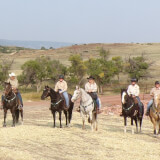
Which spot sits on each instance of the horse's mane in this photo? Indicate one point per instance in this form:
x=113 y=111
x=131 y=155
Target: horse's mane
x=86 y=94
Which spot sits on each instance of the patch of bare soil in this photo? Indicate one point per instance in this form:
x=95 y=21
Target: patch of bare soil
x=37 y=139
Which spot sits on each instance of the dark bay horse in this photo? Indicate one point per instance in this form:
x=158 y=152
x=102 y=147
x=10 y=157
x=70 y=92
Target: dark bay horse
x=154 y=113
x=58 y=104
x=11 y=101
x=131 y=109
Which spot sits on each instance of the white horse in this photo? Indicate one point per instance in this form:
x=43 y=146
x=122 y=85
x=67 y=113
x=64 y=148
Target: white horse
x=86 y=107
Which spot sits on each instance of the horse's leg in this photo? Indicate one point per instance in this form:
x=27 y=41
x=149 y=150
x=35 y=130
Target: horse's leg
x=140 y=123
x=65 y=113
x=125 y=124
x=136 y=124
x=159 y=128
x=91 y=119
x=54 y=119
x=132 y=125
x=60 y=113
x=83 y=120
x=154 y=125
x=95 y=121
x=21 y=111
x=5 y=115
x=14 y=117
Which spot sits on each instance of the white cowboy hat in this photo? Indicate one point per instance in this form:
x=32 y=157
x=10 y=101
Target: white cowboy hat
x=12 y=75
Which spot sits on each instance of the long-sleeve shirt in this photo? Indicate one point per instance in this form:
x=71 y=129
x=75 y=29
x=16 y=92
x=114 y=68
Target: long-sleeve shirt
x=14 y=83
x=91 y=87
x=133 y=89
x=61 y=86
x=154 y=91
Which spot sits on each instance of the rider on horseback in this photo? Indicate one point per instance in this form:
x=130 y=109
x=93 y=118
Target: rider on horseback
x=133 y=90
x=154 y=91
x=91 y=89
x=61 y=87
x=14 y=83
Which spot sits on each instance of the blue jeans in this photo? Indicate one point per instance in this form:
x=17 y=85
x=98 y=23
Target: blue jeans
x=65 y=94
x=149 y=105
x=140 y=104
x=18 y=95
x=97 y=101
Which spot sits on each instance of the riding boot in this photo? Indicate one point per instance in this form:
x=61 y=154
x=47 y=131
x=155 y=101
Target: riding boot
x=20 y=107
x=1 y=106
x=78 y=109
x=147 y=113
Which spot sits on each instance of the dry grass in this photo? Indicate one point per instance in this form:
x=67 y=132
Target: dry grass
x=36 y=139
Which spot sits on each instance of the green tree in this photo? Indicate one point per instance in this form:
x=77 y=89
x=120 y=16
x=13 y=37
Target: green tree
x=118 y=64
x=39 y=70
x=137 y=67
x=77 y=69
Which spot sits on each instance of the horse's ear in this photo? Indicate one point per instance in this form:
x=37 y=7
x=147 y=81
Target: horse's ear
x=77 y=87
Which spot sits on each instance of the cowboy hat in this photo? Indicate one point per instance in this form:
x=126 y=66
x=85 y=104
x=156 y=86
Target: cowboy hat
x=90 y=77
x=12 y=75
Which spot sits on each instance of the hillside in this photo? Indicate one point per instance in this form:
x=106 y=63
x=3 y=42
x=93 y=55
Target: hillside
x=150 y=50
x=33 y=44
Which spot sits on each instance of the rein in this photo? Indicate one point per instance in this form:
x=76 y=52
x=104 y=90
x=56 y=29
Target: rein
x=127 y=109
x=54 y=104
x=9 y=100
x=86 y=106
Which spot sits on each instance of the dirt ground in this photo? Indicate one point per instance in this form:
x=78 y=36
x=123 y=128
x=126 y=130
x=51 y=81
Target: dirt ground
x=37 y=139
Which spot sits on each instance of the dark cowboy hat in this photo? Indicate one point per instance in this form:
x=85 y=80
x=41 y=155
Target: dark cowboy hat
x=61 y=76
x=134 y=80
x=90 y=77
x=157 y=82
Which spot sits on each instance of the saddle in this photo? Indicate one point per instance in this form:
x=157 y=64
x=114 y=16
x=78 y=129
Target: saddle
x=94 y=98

--

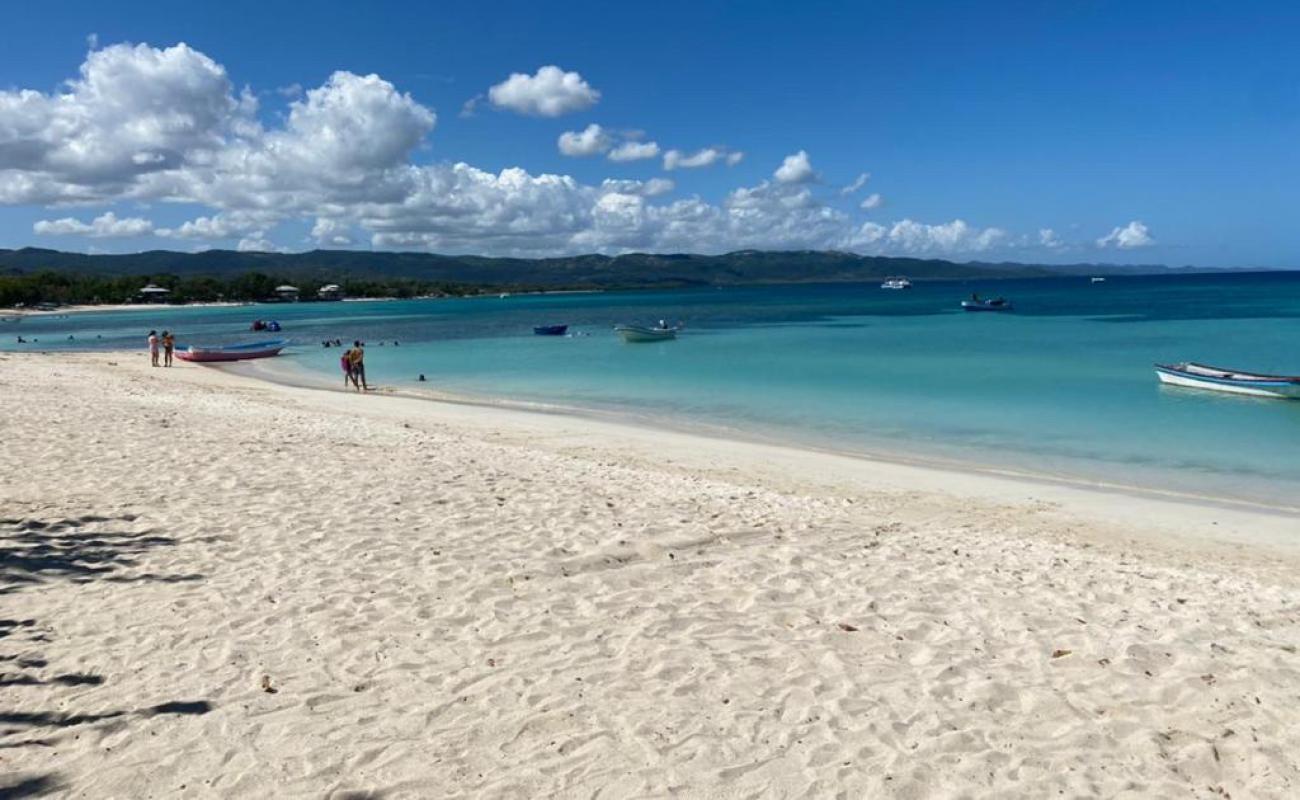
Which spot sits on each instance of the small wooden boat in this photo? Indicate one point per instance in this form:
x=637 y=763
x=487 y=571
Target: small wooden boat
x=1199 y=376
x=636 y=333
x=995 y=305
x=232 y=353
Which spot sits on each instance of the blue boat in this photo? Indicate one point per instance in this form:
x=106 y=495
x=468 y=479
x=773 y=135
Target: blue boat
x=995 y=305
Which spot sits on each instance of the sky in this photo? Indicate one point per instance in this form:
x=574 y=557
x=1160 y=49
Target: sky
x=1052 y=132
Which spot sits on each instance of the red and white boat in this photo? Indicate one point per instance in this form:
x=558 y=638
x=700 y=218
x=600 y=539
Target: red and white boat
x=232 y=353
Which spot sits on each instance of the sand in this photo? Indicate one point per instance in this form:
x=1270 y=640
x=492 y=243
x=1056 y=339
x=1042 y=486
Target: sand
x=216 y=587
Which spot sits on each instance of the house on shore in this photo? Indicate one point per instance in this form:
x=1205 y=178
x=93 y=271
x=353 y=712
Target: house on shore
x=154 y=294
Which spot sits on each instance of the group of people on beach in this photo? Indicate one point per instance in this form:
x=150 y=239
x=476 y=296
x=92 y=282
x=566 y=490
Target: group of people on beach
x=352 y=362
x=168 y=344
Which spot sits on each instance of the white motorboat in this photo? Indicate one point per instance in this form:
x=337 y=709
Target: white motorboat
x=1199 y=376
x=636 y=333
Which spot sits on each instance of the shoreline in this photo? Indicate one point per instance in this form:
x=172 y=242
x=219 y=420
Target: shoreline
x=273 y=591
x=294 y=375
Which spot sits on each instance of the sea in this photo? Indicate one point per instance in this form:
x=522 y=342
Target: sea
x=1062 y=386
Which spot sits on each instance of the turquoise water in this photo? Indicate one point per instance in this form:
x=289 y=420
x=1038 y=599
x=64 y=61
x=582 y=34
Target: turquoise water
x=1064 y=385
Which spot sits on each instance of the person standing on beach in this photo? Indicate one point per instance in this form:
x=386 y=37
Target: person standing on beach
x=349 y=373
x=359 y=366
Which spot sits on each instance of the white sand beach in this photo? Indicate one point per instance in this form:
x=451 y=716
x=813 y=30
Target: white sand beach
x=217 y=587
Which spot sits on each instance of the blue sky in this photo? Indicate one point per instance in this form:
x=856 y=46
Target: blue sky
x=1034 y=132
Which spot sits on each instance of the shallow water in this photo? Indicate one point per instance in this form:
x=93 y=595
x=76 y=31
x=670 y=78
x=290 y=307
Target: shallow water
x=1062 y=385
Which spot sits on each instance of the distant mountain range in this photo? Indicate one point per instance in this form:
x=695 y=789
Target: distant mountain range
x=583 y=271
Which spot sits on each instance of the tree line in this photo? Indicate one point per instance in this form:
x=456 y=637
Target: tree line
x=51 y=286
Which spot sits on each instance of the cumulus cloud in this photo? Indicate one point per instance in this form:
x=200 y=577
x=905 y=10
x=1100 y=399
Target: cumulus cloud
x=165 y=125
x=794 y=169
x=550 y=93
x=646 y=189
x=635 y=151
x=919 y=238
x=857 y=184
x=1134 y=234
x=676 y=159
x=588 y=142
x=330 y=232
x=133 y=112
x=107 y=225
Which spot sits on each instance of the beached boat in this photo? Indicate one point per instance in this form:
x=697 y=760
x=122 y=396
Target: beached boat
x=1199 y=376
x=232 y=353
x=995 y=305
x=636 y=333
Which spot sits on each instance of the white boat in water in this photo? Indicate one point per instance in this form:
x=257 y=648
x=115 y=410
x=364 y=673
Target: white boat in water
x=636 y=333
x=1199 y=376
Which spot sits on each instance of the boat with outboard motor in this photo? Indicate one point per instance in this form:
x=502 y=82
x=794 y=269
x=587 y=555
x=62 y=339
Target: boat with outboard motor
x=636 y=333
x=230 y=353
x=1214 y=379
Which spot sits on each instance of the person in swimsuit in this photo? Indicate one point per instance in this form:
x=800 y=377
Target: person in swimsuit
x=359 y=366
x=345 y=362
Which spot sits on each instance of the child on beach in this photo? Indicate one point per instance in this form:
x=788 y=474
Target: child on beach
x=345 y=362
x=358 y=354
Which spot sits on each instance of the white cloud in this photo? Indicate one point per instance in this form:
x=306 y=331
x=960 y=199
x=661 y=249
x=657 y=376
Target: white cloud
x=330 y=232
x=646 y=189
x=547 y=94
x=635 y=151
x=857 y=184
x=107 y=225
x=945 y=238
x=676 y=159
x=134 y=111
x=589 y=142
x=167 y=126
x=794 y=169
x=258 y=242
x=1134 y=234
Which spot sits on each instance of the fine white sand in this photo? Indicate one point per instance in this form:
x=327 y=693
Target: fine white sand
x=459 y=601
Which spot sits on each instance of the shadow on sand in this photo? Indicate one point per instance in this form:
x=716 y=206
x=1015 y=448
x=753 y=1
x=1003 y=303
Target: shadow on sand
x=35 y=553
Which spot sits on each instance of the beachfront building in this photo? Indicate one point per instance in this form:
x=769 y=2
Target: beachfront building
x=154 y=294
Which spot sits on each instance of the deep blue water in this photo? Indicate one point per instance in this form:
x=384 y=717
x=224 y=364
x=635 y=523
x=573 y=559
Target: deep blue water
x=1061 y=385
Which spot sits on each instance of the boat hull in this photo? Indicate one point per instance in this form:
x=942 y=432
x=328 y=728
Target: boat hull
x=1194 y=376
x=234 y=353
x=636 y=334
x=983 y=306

### Instructions to follow
Reproduce the lines of the listing above exactly, from the line with "Which spot sits on each instance of the red" to the line with "x=1064 y=385", both included.

### Expected output
Which spot sits on each instance of the red and white boat in this photo? Indicate one point per instance in this form:
x=558 y=638
x=700 y=218
x=600 y=539
Target: red and white boat
x=232 y=353
Which spot sits on each instance of the sand in this photo? Indicate one point per instance in this form:
x=1270 y=640
x=492 y=243
x=1056 y=339
x=1042 y=486
Target: sand
x=216 y=587
Which spot sits on each instance of the house on shore in this photo? Indicate one point per instance in this form:
x=1205 y=178
x=93 y=271
x=353 y=712
Target: house on shore
x=154 y=294
Which spot sits on each instance of the group of people on beach in this photo? Indicate one point per instance in this form:
x=150 y=239
x=476 y=296
x=92 y=282
x=566 y=490
Target: group of people on beach
x=352 y=362
x=168 y=344
Which spot sits on each instance of the white motorboat in this photo? Indicate one point per instance in this form:
x=337 y=709
Target: white motorboat
x=1199 y=376
x=636 y=333
Which spot sits on each instance of the shoreline in this photo? Indicate one point per instance in this form:
x=172 y=242
x=219 y=420
Target: shoreline
x=273 y=591
x=294 y=375
Which spot sits on each instance of the sea in this photo? Indicate one point per instance in this form:
x=522 y=342
Target: sea
x=1062 y=386
Which spot sits on each instance of the turquoise water in this photo? Indicate one point per instance in this form:
x=289 y=420
x=1038 y=599
x=64 y=61
x=582 y=34
Target: turquoise water
x=1064 y=385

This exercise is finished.